AUFGABENSTELLUNG – Ändere im Reisebericht die Passage von „Ich lasse nicht“ bis einschließlich „alle einen Mercedesstern.“, indem du „Taxis“ durch „Busse“ ersetzt. Gib die so geänderte Passage vollständig wieder.

SEITE –
╭──

Mit Deutschen reden

Die Jüdin in Amerika
„Mit Deutschen reden fällt mir immer schwer …“. Kaum hat meine Tischnachbarin diesen Satz ausgesprochen, bleibt meine Gabel unschlüssig in der Luft hängen und all meine Warnlichter leuchten auf. Sie ist Jüdin und ich ein Deutscher aus der Generation, die niemals unbefangen mit Juden umgehen wird. Unberührt fährt sie fort: „…weil die immer so entschuldigend auftreten“. Treffer und versenkt! Auch wenn ich so lange nach 1945 geboren bin, dass mir keine Beteiligung – und sei es auch nur eine stille – an den Naziverbrechen vorzuwerfen ist, so wird mich doch die historische Schuld nie verlassen. Nicht als eine persönliche, unüberwindliche, aber als ein Teil meines Landes, meiner Heimat. Wenn mich denn mehr mit Deutschland verbindet als nur der Reisepass, dann gehören eben auch die dunklen Seiten dazu.
Das versuche ich ihr, möglichst ohne Entschuldigung, zu erklären. Sie lacht und erklärt mir freundlich: „Genau das meine ich und obendrein seht ihr Deutschen immer die Probleme, dabei lebt ihr in einem wunderschönen Land!“ Gut beobachtet, denke ich. Vielleicht ist es die wichtigste Erkenntnis des Reisens: Der neue Blick auf das Bekannte und die Heimat; nicht zuletzt durch die Augen und Worte der Fremden.

 
Der Tansanier in Deutschland
„Ja, ich war auch schon einmal in Deutschland, alles war wunderbar“, so erklärt mir der junge Afrikaner nach dem Konzert. Auf Konzertreise mit seinem Chor ist er durch Deutschland getourt und alles, was ich ihm entlocken kann, sind Loblieder auf dieses Land. Das Wetter, das Essen, die Menschen, die Züge mit Klimaanlage, die Zentralheizungen in den Zimmern, das Wasser aus der Leitung. Nur Gutes hat er in Deutschland gesehen und das fließt in Strömen, fährt pünktlich und ist immer sauber.
Ich lasse nicht locker und meine deutsche Krämerseele nicht los, es muss doch auch irgendetwas geben das ihn gestört hat? Aber sei es wahr oder der afrikanischen Freundlichkeit geschuldet, er kann sich beim besten Willen an nichts Negatives erinnern. Ich versuche es von der anderen Seite, wenn schon nichts Störendes, dann muss er doch zumindest etwas Überraschendes erlebt haben? Er überlegt eine ganze Weile bevor er mich mit strahlendem Lachen aus seinem dunklen Gesicht anschaut: Doch, zwei Dinge haben ihn wirklich gewundert: Das fast alle Menschen weiße Haut besitzen und die Taxis alle einen Mercedesstern.

╰──

VORLIEGENDE ANGABEN –
╭──

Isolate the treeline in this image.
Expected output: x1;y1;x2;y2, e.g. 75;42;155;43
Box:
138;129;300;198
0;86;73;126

╰──

ENDERGEBNIS –
Ich lasse nicht locker und meine deutsche Krämerseele nicht los, es muss doch auch irgendetwas geben das ihn gestört hat? Aber sei es wahr oder der afrikanischen Freundlichkeit geschuldet, er kann sich beim besten Willen an nichts Negatives erinnern. Ich versuche es von der anderen Seite, wenn schon nichts Störendes, dann muss er doch zumindest etwas Überraschendes erlebt haben? Er überlegt eine ganze Weile bevor er mich mit strahlendem Lachen aus seinem dunklen Gesicht anschaut: Doch, zwei Dinge haben ihn wirklich gewundert: Das fast alle Menschen weiße Haut besitzen und die Busse alle einen Mercedesstern.